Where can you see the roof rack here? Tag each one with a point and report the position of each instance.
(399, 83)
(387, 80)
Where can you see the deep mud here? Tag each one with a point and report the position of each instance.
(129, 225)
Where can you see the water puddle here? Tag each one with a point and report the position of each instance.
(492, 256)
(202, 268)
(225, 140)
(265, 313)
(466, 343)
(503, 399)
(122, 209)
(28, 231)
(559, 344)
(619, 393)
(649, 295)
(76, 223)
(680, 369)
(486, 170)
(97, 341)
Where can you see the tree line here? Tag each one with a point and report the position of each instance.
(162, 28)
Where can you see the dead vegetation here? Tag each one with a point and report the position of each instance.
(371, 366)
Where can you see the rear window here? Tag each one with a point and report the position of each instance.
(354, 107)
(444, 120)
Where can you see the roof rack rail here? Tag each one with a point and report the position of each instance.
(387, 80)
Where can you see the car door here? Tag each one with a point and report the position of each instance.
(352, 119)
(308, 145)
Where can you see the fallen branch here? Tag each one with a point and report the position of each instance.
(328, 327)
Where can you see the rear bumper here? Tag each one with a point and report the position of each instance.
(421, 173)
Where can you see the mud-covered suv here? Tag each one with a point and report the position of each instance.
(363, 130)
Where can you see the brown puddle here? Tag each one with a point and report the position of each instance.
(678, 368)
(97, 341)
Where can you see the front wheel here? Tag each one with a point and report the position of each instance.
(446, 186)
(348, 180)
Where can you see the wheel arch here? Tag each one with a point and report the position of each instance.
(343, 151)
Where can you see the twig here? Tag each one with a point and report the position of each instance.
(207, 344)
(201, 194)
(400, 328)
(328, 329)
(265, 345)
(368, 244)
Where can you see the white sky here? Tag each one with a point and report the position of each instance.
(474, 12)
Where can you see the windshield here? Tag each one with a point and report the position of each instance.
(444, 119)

....

* Written request:
Return every line of the listing above verbatim, from beginning to end.

* Task output:
Where can you see the roof rack here? Tag each one with a point and report the position of each instance.
(399, 83)
(387, 80)
Where can you see the deep mud here? Tag each one with a point and report the position of each instance.
(129, 225)
Where can you see the water puddle here? Tag each one with a point and report the position of each instance.
(492, 256)
(202, 268)
(225, 140)
(265, 313)
(466, 343)
(503, 399)
(122, 209)
(28, 231)
(559, 344)
(619, 393)
(649, 295)
(76, 223)
(680, 369)
(486, 170)
(97, 341)
Where can you see the tree line here? Tag each one with a point and report the position of each instance.
(162, 28)
Where can you see the dead vegetation here? Tag each one with a point and report the position of each instance.
(371, 366)
Where can you see the rear window here? Tag each one with a point and report the position of each instance.
(354, 107)
(444, 120)
Where can you see the roof rack rail here? Tag each one with a point and report the position of each instance.
(387, 80)
Where can you see the car door here? Tag each one with a point and report the position of each instance.
(352, 119)
(308, 145)
Where can you see the fallen branch here? Tag each one with a point and report the position of each instance.
(328, 327)
Where can you see the rear bumper here? Tag each one with a point and report the position of each instance.
(421, 173)
Where can you see the mud-covered suv here? Tag each one with a point and report the position of each instance.
(363, 130)
Where can you see the brown puddle here? Tag each one with a point and report the position of each instance.
(678, 368)
(97, 341)
Where can you see the front wheel here? Tag each one with a point and report the position of each instance.
(446, 186)
(348, 180)
Where can you see the wheel arch here? Tag each one with a point and report the position of each instance.
(343, 151)
Where can you see the twig here? Tag each one with a point and report the position of each instance.
(207, 344)
(201, 194)
(400, 328)
(328, 329)
(265, 345)
(368, 244)
Where can you see the white sky here? Tag each one with a point and report the position of each instance.
(474, 12)
Where can you see the windshield here? Tag each one with a point and report the position of each instance.
(444, 119)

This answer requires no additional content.